**Opdracht 1**. Welke legertroepen riep Jozua volgens de te bestuderen tekst bijeen?

**Te bestuderen tekst**.
◆ ◆ ◆ ◆ ◆ ◆ ◆
Jozua 22 – HTB & KLB

Het Boek

Jozua 22:1-34

Het getuigenisaltaar

1Jozua riep nu de legertroepen van de stammen van Ruben, Gad en de halve stam Manasse bijeen en zei: 2‘U hebt gedaan wat Mozes, de dienaar van de Here, u had bevolen en u hebt elk bevel dat ik u gaf, gehoorzaamd. 3Elke opdracht die u van de Here, uw God, kreeg, hebt u vervuld. U hebt uw broederstammen niet in de steek gelaten. 4De Here, onze God, heeft de andere stammen nu rust gegeven volgens zijn belofte. Daarom kunt u nu teruggaan naar het land dat Mozes u gaf aan de overkant van de Jordaan. 5Zorg ervoor dat u alle geboden die Mozes u gaf, gehoorzaamt. Heb de Here lief en houd u aan zijn geboden en leefregels. Laat Hem nooit in de steek en dien Hem met hart en ziel.’

6Toen zegende Jozua hen en liet hen naar huis gaan. 7-8 Mozes had het land van Basan aan de halve stam van Manasse toegewezen, terwijl de andere helft van de stam land ten westen van de Jordaan had gekregen. Toen Jozua de troepen liet gaan, zegende hij hen en zei dat zij hun grote rijkdommen moesten delen met hun familieleden thuis. Zij hadden namelijk erg veel vee, zilver, goud, koper, ijzer en kleding buitgemaakt.
◆ ◆ ◆ ◆ ◆ ◆ ◆
**Te verwerken rijen**.
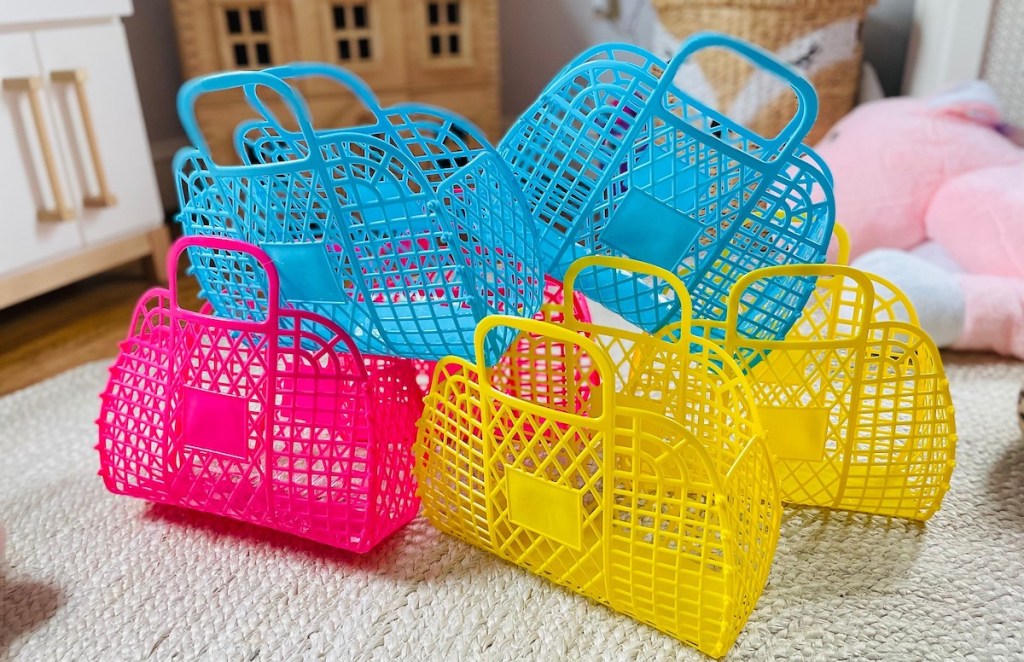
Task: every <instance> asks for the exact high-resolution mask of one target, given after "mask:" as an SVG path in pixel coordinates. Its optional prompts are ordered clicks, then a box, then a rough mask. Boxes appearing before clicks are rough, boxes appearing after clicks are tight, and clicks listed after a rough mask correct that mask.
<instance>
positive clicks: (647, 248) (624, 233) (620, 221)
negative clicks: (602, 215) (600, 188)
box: [601, 189, 700, 272]
mask: <svg viewBox="0 0 1024 662" xmlns="http://www.w3.org/2000/svg"><path fill="white" fill-rule="evenodd" d="M699 232H700V225H699V224H698V223H696V222H694V221H693V220H692V219H691V218H689V217H688V216H687V215H686V214H683V213H680V212H679V211H678V210H676V209H674V208H672V207H670V206H669V205H666V204H665V203H662V202H658V201H657V200H655V199H654V198H653V197H651V196H650V195H648V194H647V193H644V192H643V191H640V190H638V189H633V190H631V191H630V192H628V193H627V194H626V196H625V198H624V200H623V202H622V204H620V205H618V208H617V209H615V211H614V212H613V213H612V215H611V218H609V219H608V224H607V225H606V226H605V229H604V232H602V233H601V241H602V242H604V243H605V244H606V245H608V246H610V247H611V248H614V249H615V250H617V251H621V252H622V253H623V254H624V255H628V256H630V257H632V258H634V259H639V260H642V261H644V262H649V263H651V264H656V265H657V266H660V267H662V268H666V270H669V271H670V272H671V271H675V268H676V265H677V264H679V261H680V260H681V259H682V257H683V255H684V254H685V253H686V251H687V250H688V249H689V247H690V245H691V244H693V240H694V239H695V238H696V236H697V233H699Z"/></svg>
◆ ◆ ◆ ◆ ◆ ◆ ◆
**Opdracht 2**. Hernoem "negative clicks" tot "negatieve klikken" in de te verwerken rijen en geef die rijen verder ongewijzigd weer: begin bij het begin van de rijen en stop na de rij met "box: [601, 189, 700, 272]". Laat de afbeeldingen weg.

**Antwoord 1**. De legertroepen van de stammen van Ruben, Gad en de halve stam Manasse.

**Antwoord 2**.
Task: every <instance> asks for the exact high-resolution mask of one target, given after "mask:" as an SVG path in pixel coordinates. Its optional prompts are ordered clicks, then a box, then a rough mask. Boxes appearing before clicks are rough, boxes appearing after clicks are tight, and clicks listed after a rough mask correct that mask.
<instance>
positive clicks: (647, 248) (624, 233) (620, 221)
negatieve klikken: (602, 215) (600, 188)
box: [601, 189, 700, 272]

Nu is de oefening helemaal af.